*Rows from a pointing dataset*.
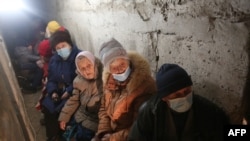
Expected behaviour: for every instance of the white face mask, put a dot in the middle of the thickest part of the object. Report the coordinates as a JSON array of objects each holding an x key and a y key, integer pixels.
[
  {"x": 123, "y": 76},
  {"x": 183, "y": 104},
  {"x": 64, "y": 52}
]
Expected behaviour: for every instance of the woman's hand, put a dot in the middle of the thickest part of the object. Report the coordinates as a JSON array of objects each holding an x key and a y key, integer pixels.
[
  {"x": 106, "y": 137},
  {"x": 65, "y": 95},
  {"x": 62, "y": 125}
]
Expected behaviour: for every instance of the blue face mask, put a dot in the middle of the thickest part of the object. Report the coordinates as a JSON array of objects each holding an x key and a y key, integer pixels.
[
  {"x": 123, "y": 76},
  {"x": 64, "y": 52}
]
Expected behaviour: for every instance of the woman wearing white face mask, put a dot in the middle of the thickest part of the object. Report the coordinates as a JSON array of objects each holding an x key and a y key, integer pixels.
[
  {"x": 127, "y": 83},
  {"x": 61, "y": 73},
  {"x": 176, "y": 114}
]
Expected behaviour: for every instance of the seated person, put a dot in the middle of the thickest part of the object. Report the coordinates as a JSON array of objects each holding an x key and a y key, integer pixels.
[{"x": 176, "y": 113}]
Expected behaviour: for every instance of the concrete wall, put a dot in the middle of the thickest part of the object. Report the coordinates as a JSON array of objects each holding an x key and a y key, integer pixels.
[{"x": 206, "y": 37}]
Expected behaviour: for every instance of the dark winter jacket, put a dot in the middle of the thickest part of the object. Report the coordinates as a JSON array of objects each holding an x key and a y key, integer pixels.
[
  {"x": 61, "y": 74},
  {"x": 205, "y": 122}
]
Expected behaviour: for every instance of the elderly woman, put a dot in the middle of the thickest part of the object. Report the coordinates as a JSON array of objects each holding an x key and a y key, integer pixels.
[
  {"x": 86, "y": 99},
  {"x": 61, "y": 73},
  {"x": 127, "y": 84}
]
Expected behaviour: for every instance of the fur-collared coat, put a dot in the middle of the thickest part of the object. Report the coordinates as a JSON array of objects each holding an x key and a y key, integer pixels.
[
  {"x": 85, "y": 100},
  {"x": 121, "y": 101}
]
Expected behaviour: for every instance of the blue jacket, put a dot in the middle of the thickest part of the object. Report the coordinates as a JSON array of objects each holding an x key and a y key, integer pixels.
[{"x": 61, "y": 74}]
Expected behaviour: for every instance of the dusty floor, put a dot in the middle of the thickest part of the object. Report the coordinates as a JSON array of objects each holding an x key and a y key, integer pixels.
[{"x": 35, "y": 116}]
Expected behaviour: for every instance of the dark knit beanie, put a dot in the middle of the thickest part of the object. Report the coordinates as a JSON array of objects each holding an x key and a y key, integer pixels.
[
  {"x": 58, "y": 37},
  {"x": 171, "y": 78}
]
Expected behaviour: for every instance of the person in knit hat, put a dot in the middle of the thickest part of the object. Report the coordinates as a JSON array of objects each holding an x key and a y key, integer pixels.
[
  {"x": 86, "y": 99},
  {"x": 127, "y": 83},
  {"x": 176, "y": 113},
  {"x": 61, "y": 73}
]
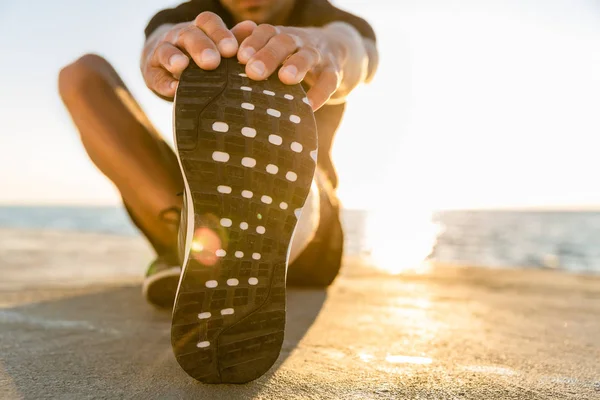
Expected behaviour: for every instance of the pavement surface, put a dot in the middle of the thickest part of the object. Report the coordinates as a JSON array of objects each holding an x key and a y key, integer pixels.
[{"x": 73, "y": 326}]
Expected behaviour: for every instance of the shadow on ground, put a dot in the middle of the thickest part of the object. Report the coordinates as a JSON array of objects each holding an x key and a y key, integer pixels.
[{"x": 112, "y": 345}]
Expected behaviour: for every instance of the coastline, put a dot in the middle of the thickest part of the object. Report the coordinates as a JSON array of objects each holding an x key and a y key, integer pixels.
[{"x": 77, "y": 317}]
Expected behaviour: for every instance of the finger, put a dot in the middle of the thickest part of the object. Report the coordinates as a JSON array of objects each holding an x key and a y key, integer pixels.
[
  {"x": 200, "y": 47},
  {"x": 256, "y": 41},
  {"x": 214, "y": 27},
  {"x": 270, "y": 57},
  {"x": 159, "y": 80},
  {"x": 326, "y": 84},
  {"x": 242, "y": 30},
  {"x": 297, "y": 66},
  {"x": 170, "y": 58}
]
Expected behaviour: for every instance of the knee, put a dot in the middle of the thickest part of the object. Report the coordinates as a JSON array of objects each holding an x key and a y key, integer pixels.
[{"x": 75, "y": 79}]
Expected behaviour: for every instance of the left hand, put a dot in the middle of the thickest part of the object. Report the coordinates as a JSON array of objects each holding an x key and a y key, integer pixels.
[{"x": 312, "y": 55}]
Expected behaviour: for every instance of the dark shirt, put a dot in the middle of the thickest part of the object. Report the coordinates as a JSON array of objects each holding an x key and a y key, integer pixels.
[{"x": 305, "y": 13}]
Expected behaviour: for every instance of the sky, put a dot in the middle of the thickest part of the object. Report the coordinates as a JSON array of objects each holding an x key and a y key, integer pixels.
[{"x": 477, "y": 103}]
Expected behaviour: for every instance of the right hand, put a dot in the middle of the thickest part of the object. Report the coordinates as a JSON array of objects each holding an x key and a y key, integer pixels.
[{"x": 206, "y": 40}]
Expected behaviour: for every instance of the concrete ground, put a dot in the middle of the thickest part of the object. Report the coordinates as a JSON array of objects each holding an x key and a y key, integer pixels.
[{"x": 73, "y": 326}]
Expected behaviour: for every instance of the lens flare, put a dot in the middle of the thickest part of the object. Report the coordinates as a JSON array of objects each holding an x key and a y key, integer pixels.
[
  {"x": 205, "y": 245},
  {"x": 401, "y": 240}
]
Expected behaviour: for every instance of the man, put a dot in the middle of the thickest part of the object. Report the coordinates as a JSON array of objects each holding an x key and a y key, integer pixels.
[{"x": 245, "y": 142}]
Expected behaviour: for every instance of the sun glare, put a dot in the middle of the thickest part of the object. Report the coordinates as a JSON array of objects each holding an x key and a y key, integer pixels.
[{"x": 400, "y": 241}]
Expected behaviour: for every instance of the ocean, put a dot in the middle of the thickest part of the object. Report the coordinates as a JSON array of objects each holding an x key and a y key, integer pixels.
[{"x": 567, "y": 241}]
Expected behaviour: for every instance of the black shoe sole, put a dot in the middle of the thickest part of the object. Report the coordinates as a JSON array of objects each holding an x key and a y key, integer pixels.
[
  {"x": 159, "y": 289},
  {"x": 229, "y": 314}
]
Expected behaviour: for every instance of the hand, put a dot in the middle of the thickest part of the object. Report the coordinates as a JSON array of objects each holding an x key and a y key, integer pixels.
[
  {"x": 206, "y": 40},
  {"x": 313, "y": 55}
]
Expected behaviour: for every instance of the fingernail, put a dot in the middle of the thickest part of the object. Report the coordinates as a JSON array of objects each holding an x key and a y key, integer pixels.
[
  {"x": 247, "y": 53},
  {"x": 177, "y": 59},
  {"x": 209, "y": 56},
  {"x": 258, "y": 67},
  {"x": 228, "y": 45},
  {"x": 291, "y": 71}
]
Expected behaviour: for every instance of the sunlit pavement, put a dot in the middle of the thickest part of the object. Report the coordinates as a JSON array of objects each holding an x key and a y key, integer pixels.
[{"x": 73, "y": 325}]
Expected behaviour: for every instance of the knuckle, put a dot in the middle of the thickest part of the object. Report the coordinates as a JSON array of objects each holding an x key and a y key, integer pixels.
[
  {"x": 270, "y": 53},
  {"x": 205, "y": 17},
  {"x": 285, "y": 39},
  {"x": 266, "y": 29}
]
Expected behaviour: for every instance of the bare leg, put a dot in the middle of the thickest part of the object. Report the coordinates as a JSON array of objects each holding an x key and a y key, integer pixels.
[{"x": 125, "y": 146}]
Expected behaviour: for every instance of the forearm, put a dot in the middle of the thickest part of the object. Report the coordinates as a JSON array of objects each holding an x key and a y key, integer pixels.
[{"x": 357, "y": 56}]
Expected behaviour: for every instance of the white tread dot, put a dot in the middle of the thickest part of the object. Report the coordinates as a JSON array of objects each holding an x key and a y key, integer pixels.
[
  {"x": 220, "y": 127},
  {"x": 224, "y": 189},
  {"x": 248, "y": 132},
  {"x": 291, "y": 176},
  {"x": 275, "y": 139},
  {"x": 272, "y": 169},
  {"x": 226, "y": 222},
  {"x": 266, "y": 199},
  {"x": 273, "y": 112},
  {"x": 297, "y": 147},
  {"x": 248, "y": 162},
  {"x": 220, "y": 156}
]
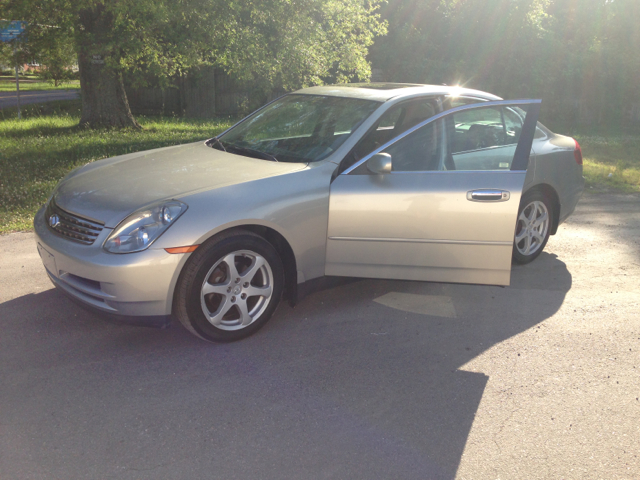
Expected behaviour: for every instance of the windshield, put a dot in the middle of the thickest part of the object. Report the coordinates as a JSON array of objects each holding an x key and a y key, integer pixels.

*GIVEN PROBLEM*. Copy the lines starting at the line that contains "Expected behaviour: for every instance of the fingernail, put" and running to the final line of the entries, inclusive; omit all pictures.

*EXERCISE SOLUTION*.
Expected behaviour: for every instance of the fingernail, put a dot in the middle of the thickest part of the object. Report the coordinates as a JSON array of objects each holding an x key and a y key, integer pixels.
[
  {"x": 247, "y": 53},
  {"x": 177, "y": 59},
  {"x": 209, "y": 56},
  {"x": 258, "y": 67},
  {"x": 228, "y": 45},
  {"x": 291, "y": 71}
]
Expected behaviour: for every instance of the sunlit pavement, put a dot in the middle of the thickest part of the object. Report the coordinates as a JSON array of objects each holding an x key and a y key, integer pixels.
[{"x": 73, "y": 325}]
Expected behaviour: for every instance of the knuckle, put a dot in the middle of the thickest part of the object. Report the coordinates as a JSON array of objects each holding an x key and a y key, integer pixels.
[
  {"x": 270, "y": 53},
  {"x": 205, "y": 17},
  {"x": 285, "y": 39},
  {"x": 266, "y": 29}
]
Expected behaviour: for every instance of the bare leg, put a dot in the middle of the thickest part of the object. Report the coordinates as a JSON array of objects each holding an x key and a y key, integer pixels.
[{"x": 125, "y": 146}]
Expected behaviour: for every instance of the forearm, put a dot in the middle of the thickest part of the object. Report the coordinates as a JSON array of objects each holding an x key and a y key, integer pixels.
[{"x": 357, "y": 56}]
Expected behaviour: for every instance of the white tread dot, put a dot in the middle of the thickest part of the object. Report the coordinates as a JSON array of objects each holding an x key and a y key, integer pixels.
[
  {"x": 220, "y": 127},
  {"x": 224, "y": 189},
  {"x": 248, "y": 132},
  {"x": 291, "y": 176},
  {"x": 275, "y": 139},
  {"x": 272, "y": 169},
  {"x": 226, "y": 222},
  {"x": 266, "y": 199},
  {"x": 273, "y": 112},
  {"x": 297, "y": 147},
  {"x": 248, "y": 162},
  {"x": 220, "y": 156}
]
Expected behaviour: for every instance of the windshield, put a dot in the middle of the thickest part of the object. Report the coordinates as a JSON array of objects each holding an x key and a y key, integer pixels.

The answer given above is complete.